Reproduce the records below exactly as they appear.

● **Records supplied**
------------------------------------
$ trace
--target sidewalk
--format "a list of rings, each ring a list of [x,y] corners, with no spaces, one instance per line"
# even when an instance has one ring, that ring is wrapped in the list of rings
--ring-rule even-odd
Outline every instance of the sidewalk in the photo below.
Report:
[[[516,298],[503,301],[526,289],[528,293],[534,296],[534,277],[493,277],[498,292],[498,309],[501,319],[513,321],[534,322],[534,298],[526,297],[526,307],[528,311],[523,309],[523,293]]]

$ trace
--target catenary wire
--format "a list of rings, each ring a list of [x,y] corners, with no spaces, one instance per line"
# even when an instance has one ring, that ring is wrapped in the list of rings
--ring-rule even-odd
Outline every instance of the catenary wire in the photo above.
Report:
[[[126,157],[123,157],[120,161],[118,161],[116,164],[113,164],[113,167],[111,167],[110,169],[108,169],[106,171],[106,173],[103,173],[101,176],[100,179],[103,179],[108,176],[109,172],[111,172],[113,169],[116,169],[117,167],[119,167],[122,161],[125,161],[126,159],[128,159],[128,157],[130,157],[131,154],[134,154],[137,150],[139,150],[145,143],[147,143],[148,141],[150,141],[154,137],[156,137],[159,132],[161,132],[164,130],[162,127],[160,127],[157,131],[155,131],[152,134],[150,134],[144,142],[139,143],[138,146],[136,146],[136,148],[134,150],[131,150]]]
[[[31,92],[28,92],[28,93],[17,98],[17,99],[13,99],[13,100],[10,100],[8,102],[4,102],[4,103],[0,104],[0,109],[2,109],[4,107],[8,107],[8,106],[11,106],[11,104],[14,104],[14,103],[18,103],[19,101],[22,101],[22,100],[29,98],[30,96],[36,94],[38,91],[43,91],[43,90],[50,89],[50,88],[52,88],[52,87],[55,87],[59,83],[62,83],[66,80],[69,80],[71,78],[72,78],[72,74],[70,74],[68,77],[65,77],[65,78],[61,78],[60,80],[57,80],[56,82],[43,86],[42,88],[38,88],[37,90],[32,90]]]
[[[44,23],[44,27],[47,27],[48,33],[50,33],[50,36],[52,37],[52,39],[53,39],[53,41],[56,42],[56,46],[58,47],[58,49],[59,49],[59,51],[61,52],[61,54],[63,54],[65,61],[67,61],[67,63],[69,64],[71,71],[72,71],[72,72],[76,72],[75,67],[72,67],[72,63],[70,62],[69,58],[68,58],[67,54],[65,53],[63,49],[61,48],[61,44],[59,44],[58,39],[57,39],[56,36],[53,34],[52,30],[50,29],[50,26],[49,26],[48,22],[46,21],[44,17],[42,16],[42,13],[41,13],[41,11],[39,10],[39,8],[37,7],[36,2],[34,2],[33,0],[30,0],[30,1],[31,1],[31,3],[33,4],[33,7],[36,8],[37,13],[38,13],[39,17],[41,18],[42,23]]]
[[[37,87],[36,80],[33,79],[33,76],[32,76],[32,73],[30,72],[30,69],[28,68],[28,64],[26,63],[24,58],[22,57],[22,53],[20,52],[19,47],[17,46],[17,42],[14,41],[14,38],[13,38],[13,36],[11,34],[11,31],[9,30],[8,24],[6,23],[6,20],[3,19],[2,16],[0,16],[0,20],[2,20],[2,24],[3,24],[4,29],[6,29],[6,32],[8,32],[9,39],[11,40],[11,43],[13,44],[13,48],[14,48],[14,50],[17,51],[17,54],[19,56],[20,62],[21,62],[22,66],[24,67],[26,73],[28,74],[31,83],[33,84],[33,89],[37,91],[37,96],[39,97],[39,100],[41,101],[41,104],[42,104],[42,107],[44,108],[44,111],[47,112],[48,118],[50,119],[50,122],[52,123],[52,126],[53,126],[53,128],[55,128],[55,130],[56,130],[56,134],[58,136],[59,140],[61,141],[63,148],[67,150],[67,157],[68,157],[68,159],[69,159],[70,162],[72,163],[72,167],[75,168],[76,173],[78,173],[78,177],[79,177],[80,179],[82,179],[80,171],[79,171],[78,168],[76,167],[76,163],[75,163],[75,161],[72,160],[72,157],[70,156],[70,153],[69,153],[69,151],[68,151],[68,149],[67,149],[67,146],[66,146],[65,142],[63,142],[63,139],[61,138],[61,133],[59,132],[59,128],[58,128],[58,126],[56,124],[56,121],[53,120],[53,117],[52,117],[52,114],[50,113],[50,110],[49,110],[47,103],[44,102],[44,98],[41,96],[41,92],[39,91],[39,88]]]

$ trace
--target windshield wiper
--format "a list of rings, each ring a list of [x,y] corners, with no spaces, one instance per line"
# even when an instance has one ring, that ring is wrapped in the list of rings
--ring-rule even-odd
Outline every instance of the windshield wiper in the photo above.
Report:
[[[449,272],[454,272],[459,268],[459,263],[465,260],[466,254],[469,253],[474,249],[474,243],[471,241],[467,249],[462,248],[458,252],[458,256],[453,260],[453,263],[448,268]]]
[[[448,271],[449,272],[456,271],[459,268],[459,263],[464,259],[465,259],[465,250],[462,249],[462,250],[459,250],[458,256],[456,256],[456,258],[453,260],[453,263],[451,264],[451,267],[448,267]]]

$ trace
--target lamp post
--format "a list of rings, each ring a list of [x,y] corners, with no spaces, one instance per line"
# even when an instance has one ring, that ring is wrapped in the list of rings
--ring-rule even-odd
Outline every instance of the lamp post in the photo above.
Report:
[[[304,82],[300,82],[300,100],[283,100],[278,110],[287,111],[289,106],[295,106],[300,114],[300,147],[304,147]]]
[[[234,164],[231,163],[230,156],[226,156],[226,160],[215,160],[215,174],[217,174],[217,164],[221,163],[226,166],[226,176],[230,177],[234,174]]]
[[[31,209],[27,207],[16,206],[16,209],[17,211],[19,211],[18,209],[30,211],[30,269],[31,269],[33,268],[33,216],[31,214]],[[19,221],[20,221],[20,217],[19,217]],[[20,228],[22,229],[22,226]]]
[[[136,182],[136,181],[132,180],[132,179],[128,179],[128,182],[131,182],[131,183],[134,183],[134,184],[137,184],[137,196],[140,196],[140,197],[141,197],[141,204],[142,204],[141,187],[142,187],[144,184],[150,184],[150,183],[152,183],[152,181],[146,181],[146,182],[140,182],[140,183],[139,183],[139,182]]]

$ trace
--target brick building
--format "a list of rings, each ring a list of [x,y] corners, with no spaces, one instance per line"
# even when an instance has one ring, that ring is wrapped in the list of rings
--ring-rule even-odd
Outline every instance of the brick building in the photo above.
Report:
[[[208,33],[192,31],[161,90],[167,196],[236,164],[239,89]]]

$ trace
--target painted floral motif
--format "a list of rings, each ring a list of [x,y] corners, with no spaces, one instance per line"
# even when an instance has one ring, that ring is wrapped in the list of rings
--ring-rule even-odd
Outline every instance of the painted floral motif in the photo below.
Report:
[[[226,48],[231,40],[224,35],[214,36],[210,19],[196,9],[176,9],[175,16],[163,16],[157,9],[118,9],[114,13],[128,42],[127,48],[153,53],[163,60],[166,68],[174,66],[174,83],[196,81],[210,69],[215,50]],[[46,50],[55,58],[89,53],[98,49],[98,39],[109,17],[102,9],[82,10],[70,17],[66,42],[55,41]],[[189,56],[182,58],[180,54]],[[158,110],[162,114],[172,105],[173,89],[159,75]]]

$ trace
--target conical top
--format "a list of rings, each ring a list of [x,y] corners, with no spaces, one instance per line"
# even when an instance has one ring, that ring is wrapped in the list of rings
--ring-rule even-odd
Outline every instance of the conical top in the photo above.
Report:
------------------------------------
● **Solution to the exercise**
$ trace
--target sidewalk
--format "a list of rings, each ring a list of [x,y] corners, with no spaces, one instance per line"
# even when an instance has one ring, that ring is wrapped in the list of rings
--ring-rule even-odd
Outline every instance of the sidewalk in the photo below.
Report:
[[[516,298],[503,301],[526,289],[528,293],[534,296],[534,277],[493,277],[498,292],[498,309],[501,319],[513,321],[534,322],[534,298],[526,297],[526,307],[528,311],[523,309],[523,293]]]

$ trace
--target catenary wire
--format "a list of rings, each ring a list of [x,y] corners, with no spaces, one instance per line"
# even when an instance has one ring, that ring is wrapped in the list of rings
--ring-rule even-odd
Outline every instance of the catenary wire in the photo above.
Report:
[[[126,157],[123,157],[120,161],[118,161],[116,164],[113,164],[113,167],[111,167],[110,169],[108,169],[106,171],[106,173],[103,173],[101,176],[100,179],[103,179],[108,176],[109,172],[111,172],[113,169],[116,169],[117,167],[119,167],[122,161],[125,161],[126,159],[128,159],[128,157],[130,157],[131,154],[134,154],[137,150],[139,150],[145,143],[147,143],[148,141],[150,141],[154,137],[156,137],[159,132],[161,132],[164,130],[162,127],[160,127],[157,131],[155,131],[152,134],[150,134],[144,142],[139,143],[138,146],[136,146],[136,148],[134,150],[131,150]]]
[[[31,92],[28,92],[28,93],[17,98],[17,99],[13,99],[13,100],[10,100],[8,102],[4,102],[4,103],[0,104],[0,109],[2,109],[4,107],[8,107],[8,106],[11,106],[11,104],[14,104],[14,103],[18,103],[19,101],[22,101],[22,100],[29,98],[30,96],[36,94],[38,91],[43,91],[43,90],[50,89],[50,88],[52,88],[52,87],[55,87],[59,83],[62,83],[66,80],[69,80],[71,78],[72,78],[72,74],[70,74],[68,77],[65,77],[65,78],[61,78],[60,80],[57,80],[56,82],[43,86],[42,88],[38,88],[37,90],[32,90]]]
[[[44,23],[44,27],[47,27],[48,33],[50,33],[50,36],[52,37],[52,39],[53,39],[53,41],[56,42],[56,46],[58,47],[58,49],[59,49],[59,51],[61,52],[61,54],[63,54],[65,61],[67,61],[67,63],[69,64],[71,71],[72,71],[72,72],[76,72],[75,67],[72,67],[72,63],[70,62],[69,58],[68,58],[67,54],[65,53],[63,49],[61,48],[61,44],[59,44],[58,39],[57,39],[56,36],[53,34],[52,30],[50,29],[50,26],[49,26],[48,22],[46,21],[44,17],[42,16],[42,13],[41,13],[41,11],[39,10],[39,8],[37,7],[36,2],[34,2],[33,0],[30,0],[30,1],[31,1],[31,3],[33,4],[33,7],[36,8],[37,13],[38,13],[39,17],[41,18],[42,23]]]
[[[37,87],[36,80],[33,79],[33,76],[32,76],[32,73],[30,72],[30,69],[28,68],[28,64],[26,63],[24,58],[22,57],[22,53],[20,52],[19,47],[17,46],[17,42],[14,41],[14,38],[13,38],[13,36],[11,34],[11,31],[9,30],[8,24],[6,23],[6,20],[3,19],[2,16],[0,16],[0,20],[2,20],[2,24],[3,24],[4,29],[6,29],[6,32],[8,32],[9,39],[11,40],[11,43],[13,44],[13,48],[14,48],[14,50],[17,51],[17,54],[19,56],[20,62],[21,62],[22,66],[24,67],[26,73],[28,74],[31,83],[33,84],[33,89],[37,91],[37,96],[39,97],[39,100],[41,101],[41,104],[42,104],[42,107],[44,108],[44,111],[47,112],[48,118],[50,119],[50,122],[52,123],[52,126],[53,126],[53,128],[55,128],[55,130],[56,130],[56,134],[58,136],[59,140],[61,141],[63,148],[67,150],[67,157],[68,157],[68,159],[69,159],[70,162],[72,163],[72,167],[75,168],[76,173],[78,173],[78,177],[79,177],[80,179],[82,179],[80,171],[79,171],[78,168],[76,167],[76,163],[75,163],[75,161],[72,160],[72,157],[70,156],[70,153],[69,153],[69,151],[68,151],[68,149],[67,149],[67,146],[66,146],[65,142],[63,142],[63,139],[61,138],[61,133],[59,132],[59,128],[58,128],[58,126],[56,124],[56,121],[53,120],[53,117],[52,117],[52,114],[50,113],[50,110],[49,110],[47,103],[44,102],[44,98],[41,96],[41,92],[39,91],[39,88]]]

$ trace
--target windshield wiper
--format "a list of rings, each ring a list of [x,y] corners, with no spaces, one instance per line"
# even when an instance has one ring, that ring is wrapped in the list of rings
--ring-rule even-odd
Outline every instance of the windshield wiper in the photo above.
Report:
[[[449,272],[454,272],[459,268],[459,263],[465,260],[466,254],[469,253],[474,249],[474,243],[471,241],[467,249],[462,248],[458,252],[458,256],[453,260],[453,263],[448,268]]]
[[[448,271],[449,272],[456,271],[459,268],[459,263],[464,259],[465,259],[465,250],[462,249],[462,250],[459,250],[458,256],[456,256],[456,258],[453,260],[453,263],[451,264],[451,267],[448,267]]]

$ trace
--target lamp post
--format "a list of rings, each ring a list of [x,y] corners, with no spaces, one instance per line"
# even when an instance has one ring, that ring is wrapped in the list of rings
--ring-rule even-odd
Outline every instance of the lamp post in the photo above.
Report:
[[[304,82],[300,82],[300,100],[283,100],[278,110],[287,111],[289,106],[295,106],[300,114],[300,147],[304,147]]]
[[[234,164],[231,163],[230,156],[226,156],[226,160],[215,160],[215,174],[217,174],[217,164],[221,163],[226,166],[226,176],[230,177],[234,174]]]
[[[31,209],[27,207],[16,206],[16,209],[17,211],[19,211],[18,209],[30,211],[30,269],[31,269],[33,268],[33,216],[31,214]],[[19,221],[20,221],[20,217],[19,217]],[[20,228],[22,229],[22,226]]]
[[[136,182],[136,181],[132,180],[132,179],[128,179],[128,182],[131,182],[131,183],[134,183],[134,184],[137,184],[137,196],[140,196],[140,197],[141,197],[141,204],[142,204],[141,187],[142,187],[144,184],[150,184],[150,183],[152,183],[152,181],[146,181],[146,182],[140,182],[140,183],[139,183],[139,182]]]

$ trace
--target brick building
--format "a list of rings, each ring a list of [x,y] corners, with no spaces, one instance per line"
# even when an instance has one ring, that ring is wrapped in the list of rings
--ring-rule even-odd
Outline every instance of the brick building in the photo above.
Report:
[[[208,33],[192,31],[161,90],[167,196],[236,164],[239,89]]]

$ trace
--target painted floral motif
--format "a list of rings, each ring a list of [x,y] corners, with no spaces, one instance per line"
# even when an instance has one ring, that ring is wrapped in the list of rings
--ring-rule even-odd
Outline every instance of the painted floral motif in the photo below.
Report:
[[[226,48],[231,40],[224,35],[214,36],[210,19],[196,9],[176,9],[175,16],[163,16],[157,9],[118,9],[114,13],[128,42],[127,48],[153,53],[163,60],[166,68],[174,66],[174,83],[196,81],[210,69],[215,50]],[[46,50],[55,58],[89,53],[98,49],[98,39],[109,17],[102,9],[82,10],[70,17],[66,42],[55,41]],[[189,56],[182,58],[180,54]],[[158,110],[162,114],[172,105],[173,89],[159,75]]]

$ trace
--target conical top
--format "a list of rings, each ring a list of [x,y] corners, with no spaces, one instance per line"
# even when an instance has one ring, that ring is wrapped in the list of rings
--ring-rule even-odd
Outline every instance of the conical top in the photo above.
Report:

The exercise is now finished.